RECORDED DATA:

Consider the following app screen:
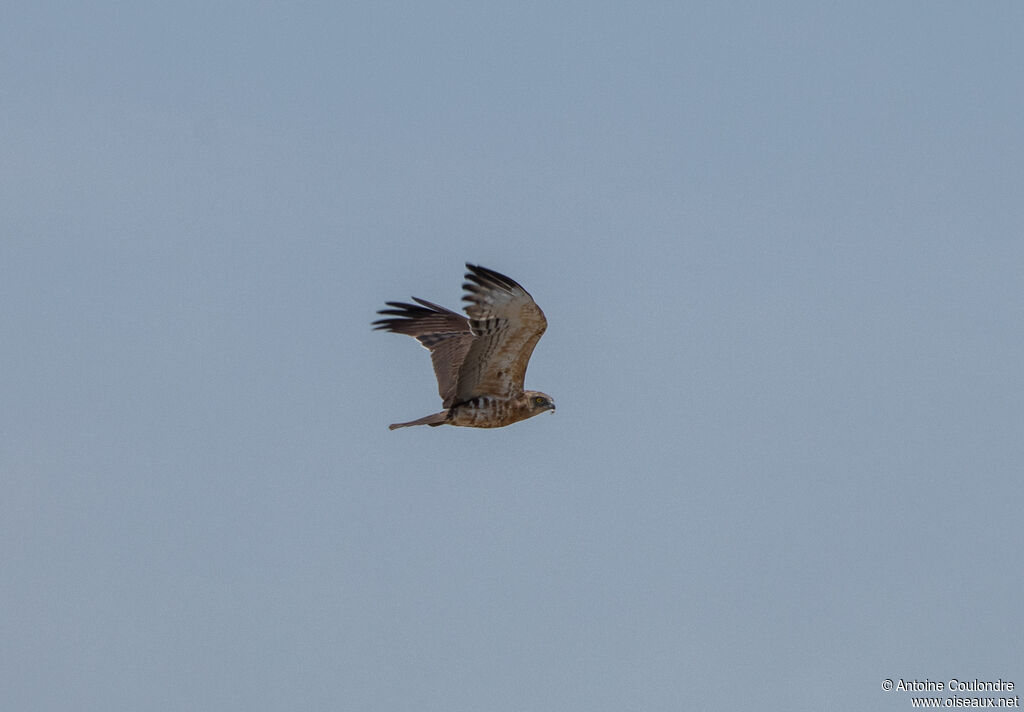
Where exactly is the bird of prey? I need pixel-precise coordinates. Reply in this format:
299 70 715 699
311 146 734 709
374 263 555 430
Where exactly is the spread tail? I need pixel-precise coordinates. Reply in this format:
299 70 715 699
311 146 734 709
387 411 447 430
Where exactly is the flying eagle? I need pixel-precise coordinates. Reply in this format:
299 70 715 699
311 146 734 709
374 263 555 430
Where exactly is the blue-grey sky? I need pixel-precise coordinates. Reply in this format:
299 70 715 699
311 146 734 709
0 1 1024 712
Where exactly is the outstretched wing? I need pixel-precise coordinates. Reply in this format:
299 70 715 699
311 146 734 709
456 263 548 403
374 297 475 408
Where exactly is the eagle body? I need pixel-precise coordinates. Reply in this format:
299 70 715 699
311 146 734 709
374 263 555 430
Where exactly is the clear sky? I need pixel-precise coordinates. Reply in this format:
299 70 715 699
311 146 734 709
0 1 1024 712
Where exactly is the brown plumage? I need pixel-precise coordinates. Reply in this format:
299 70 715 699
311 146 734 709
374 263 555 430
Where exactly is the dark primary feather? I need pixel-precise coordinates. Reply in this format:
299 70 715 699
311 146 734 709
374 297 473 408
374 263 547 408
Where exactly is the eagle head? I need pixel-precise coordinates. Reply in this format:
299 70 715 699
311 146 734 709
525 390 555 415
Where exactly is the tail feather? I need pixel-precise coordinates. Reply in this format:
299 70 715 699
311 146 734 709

WHAT YOU WILL DO:
Please rewrite the entries as a JSON list of strings, one string per line and no blank lines, starting at the line containing "Where exactly is the tail" and ending at the end of the entries.

PROBLEM SOLUTION:
[
  "Where exactly is the tail feather? I need pixel-precise coordinates. Reply in this format:",
  "299 70 715 699",
  "311 146 734 709"
]